Starting at the line that contains "Pick out the concrete" and continuing through the end of the records, reproduce those lines with "concrete" swapped for "cement" and nothing else changed.

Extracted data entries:
***

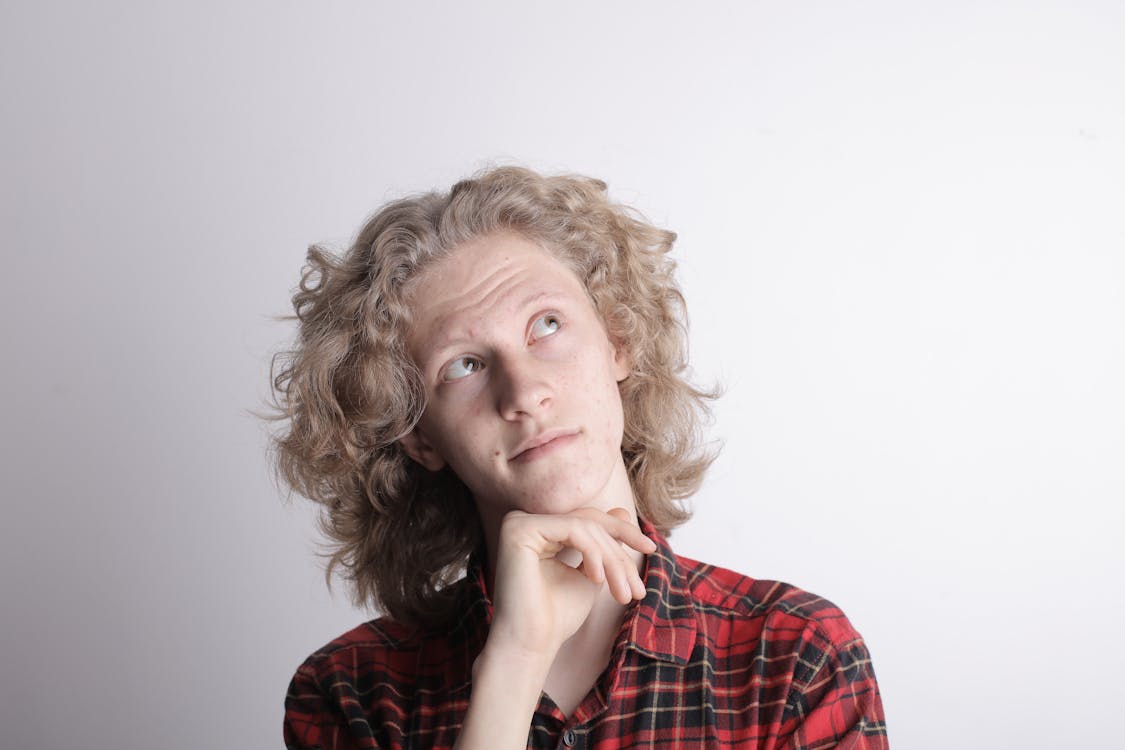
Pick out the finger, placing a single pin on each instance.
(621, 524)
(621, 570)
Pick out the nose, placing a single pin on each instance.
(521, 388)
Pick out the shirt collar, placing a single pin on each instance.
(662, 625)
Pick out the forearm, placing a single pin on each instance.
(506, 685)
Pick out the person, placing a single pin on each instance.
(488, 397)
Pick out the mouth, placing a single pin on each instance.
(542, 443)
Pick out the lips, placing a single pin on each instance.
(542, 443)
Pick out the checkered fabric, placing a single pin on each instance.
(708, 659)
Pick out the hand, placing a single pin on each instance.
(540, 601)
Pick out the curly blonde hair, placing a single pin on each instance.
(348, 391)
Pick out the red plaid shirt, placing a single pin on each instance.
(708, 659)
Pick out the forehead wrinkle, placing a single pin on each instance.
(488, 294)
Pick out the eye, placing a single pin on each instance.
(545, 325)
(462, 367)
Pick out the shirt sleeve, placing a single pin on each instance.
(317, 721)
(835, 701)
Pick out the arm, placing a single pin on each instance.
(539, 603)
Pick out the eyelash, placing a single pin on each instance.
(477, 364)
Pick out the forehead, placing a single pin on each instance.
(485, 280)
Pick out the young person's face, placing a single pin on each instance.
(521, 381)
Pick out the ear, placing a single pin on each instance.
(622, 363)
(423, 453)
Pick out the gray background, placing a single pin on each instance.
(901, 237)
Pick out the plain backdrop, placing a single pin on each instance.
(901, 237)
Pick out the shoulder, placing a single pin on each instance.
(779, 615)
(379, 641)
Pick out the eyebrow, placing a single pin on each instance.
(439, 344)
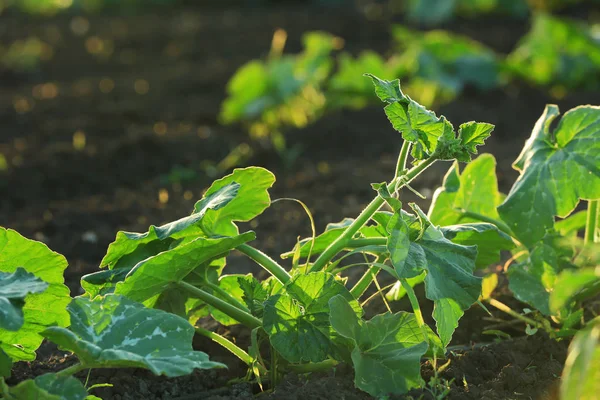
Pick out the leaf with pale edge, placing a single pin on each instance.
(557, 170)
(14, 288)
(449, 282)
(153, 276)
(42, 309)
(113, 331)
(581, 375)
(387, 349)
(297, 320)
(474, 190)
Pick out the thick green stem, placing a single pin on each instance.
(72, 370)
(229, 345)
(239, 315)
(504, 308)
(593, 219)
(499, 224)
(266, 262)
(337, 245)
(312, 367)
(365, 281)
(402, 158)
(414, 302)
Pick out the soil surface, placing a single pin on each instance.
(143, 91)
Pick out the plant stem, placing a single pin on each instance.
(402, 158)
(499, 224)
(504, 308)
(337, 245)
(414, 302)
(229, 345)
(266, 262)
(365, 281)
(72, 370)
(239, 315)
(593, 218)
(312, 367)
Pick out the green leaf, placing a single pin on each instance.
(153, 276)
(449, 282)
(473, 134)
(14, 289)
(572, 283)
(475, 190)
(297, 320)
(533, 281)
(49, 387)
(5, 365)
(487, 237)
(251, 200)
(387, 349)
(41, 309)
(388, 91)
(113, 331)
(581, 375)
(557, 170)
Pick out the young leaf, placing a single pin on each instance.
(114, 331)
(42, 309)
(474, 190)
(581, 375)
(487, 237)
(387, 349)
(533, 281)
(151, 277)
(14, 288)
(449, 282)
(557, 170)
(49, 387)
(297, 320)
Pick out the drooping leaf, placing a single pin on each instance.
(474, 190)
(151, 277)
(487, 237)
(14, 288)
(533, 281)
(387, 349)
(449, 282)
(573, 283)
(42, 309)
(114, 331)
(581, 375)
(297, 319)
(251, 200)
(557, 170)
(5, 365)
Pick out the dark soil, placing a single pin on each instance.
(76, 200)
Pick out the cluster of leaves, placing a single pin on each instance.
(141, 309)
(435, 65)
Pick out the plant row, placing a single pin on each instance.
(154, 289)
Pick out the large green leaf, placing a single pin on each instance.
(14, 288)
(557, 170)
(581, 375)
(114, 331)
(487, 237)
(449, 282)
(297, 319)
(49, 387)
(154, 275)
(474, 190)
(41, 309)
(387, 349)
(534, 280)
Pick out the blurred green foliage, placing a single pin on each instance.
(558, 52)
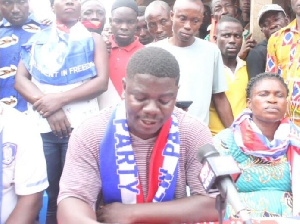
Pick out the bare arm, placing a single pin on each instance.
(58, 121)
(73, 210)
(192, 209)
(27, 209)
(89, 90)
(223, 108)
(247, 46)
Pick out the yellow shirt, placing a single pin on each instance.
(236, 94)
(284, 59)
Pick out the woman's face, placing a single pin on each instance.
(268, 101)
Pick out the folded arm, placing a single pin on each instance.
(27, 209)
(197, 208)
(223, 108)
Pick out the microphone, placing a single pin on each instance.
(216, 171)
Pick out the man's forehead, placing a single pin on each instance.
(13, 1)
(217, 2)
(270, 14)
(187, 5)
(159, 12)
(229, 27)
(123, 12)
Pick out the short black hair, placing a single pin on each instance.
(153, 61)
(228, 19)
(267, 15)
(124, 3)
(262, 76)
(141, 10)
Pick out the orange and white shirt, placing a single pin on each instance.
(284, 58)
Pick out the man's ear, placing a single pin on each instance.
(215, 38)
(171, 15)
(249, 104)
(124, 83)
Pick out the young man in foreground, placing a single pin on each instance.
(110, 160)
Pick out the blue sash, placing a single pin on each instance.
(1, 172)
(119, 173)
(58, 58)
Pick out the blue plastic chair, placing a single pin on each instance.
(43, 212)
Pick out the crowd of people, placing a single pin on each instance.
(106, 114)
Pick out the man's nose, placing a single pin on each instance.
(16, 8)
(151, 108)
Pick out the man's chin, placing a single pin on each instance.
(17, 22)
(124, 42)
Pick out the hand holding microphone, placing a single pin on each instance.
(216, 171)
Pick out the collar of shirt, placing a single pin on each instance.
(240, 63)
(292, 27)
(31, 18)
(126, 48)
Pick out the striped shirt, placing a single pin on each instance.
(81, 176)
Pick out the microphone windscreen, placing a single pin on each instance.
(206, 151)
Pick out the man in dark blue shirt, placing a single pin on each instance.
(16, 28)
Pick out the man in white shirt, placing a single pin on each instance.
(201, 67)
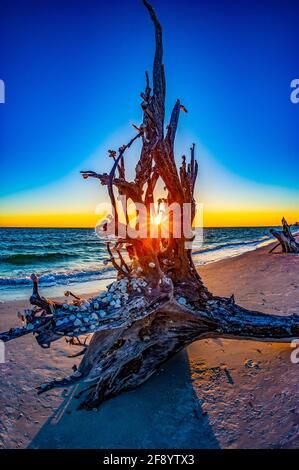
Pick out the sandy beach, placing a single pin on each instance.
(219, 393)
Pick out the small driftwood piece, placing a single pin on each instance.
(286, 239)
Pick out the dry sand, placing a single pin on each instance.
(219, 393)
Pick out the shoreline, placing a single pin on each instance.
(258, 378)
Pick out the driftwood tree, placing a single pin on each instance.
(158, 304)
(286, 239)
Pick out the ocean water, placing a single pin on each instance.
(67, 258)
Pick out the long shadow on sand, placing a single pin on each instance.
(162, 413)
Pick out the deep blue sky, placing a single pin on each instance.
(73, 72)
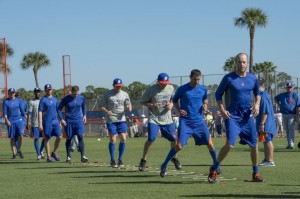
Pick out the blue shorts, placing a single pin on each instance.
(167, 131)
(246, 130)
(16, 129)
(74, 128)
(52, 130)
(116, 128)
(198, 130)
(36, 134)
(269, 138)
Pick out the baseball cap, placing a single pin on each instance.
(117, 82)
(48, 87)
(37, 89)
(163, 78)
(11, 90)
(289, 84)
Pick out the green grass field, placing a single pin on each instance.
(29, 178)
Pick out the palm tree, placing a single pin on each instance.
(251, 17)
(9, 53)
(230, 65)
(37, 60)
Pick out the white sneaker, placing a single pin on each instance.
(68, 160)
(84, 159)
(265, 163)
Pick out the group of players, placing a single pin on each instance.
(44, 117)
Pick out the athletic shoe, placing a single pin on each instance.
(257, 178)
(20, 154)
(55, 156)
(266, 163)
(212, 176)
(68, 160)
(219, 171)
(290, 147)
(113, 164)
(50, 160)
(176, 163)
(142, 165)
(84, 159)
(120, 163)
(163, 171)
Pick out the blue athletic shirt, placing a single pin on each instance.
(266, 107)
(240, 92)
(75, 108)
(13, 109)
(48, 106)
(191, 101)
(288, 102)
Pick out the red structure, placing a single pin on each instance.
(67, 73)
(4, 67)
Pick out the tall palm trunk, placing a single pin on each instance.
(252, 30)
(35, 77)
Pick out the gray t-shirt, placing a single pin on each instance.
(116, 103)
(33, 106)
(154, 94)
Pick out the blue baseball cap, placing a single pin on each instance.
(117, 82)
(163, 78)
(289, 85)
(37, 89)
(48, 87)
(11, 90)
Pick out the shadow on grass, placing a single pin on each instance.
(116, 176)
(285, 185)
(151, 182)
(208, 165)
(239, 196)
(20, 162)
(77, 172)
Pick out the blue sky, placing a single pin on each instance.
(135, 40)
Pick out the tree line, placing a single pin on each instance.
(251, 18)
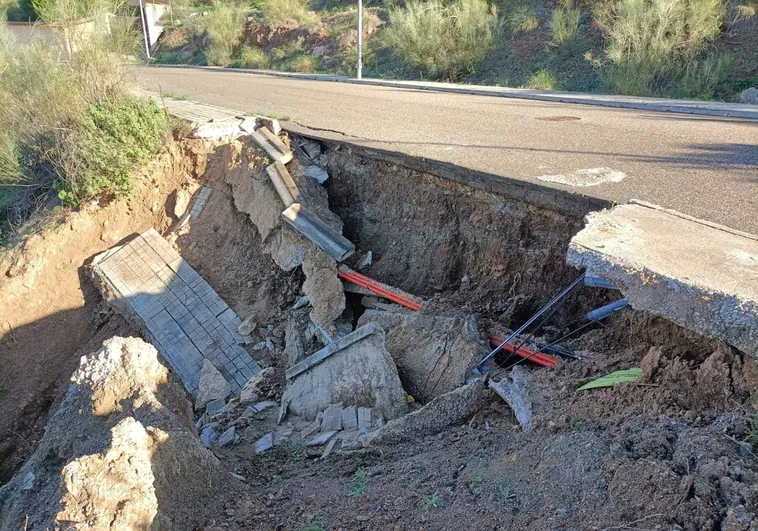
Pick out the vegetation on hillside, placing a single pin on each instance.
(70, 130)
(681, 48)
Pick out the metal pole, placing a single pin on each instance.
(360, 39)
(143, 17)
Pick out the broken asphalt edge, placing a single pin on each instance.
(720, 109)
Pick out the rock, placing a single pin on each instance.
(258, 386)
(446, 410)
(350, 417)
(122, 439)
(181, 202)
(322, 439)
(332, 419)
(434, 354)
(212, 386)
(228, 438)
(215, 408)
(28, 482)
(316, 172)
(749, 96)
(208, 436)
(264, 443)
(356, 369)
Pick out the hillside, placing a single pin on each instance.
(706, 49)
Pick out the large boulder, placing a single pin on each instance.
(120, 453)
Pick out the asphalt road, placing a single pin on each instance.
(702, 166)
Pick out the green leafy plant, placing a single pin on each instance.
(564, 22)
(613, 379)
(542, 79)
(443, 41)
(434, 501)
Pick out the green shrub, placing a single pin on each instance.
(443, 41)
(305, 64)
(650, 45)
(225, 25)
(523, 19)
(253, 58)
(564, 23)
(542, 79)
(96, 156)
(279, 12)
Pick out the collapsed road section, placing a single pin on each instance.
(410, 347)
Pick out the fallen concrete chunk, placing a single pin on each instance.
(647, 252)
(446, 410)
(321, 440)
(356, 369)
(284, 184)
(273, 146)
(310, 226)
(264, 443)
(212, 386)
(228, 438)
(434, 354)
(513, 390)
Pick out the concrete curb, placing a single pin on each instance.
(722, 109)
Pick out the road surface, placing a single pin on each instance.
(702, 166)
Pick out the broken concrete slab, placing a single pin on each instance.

***

▶ **RESPONSE TO THIS EXERCISE**
Pick out the cement curb, placing a single pin on each instance.
(722, 109)
Pick out the road surface, placing a single pin on each instance.
(702, 166)
Pick out the broken cement slab, placing a single pin on each instance.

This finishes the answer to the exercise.